• _GIVEN DATA_
------------------------
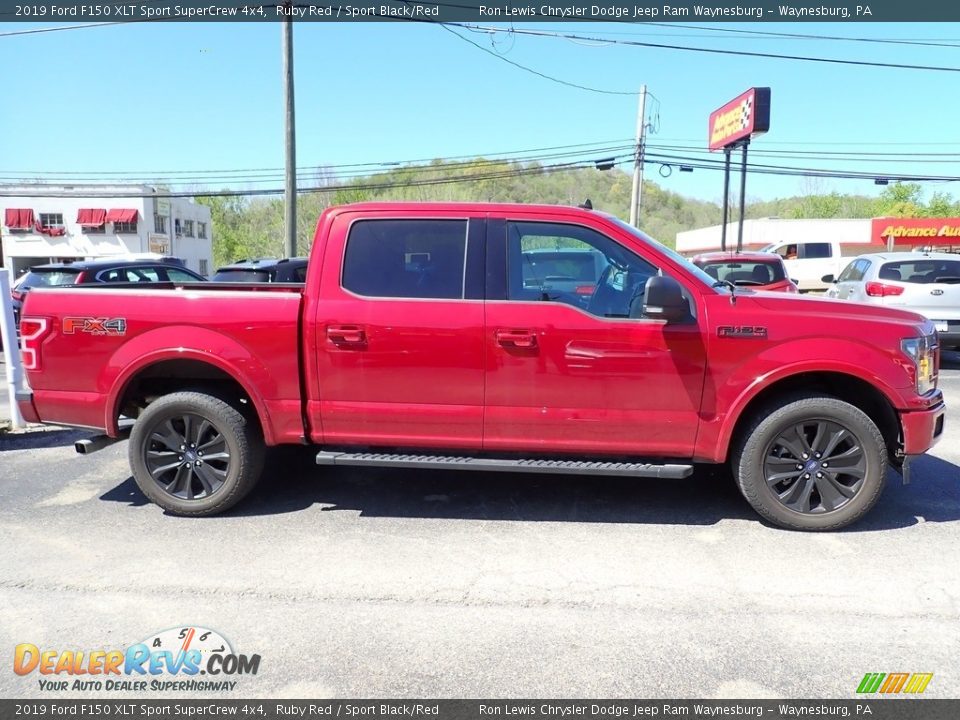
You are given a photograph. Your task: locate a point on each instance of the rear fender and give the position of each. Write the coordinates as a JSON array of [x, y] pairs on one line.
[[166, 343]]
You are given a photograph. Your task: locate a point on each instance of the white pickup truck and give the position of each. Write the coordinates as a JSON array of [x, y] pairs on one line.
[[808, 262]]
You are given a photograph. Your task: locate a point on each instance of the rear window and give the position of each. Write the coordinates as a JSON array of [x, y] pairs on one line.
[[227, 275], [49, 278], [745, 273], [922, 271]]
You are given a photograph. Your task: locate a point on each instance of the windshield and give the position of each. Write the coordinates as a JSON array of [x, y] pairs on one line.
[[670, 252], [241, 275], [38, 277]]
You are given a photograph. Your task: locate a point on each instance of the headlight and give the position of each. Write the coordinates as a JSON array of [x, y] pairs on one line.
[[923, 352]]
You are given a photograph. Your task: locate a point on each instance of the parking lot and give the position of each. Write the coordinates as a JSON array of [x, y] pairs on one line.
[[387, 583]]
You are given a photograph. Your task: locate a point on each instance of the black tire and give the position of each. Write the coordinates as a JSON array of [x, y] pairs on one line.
------------------------
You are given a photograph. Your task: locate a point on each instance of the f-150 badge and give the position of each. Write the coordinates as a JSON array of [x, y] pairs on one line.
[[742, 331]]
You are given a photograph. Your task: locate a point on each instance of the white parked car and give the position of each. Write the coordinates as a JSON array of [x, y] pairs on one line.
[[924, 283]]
------------------------
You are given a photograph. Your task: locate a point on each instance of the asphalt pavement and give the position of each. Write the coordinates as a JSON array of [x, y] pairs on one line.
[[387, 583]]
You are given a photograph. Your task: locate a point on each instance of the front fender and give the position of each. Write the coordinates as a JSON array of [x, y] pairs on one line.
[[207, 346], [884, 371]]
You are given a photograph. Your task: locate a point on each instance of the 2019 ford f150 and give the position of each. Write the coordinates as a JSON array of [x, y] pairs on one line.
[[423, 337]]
------------------------
• _ACTION ITEM_
Using the data above, transcribe the lines that run from the line with "of the parking" to the line with "of the black", both ends kept, and output nothing else.

• _COMPLETED TASK_
You are given a photograph. Your task: locate a point on each instance of the parking lot and give the position of each. Write the coordinates as a JSON array of [x, y] pairs on one line.
[[387, 583]]
You are given a photograph. Your task: locate a point on each instance of the black tire and give the position of each. Write the coordinates as a JSON array of [x, y] pairs on one line.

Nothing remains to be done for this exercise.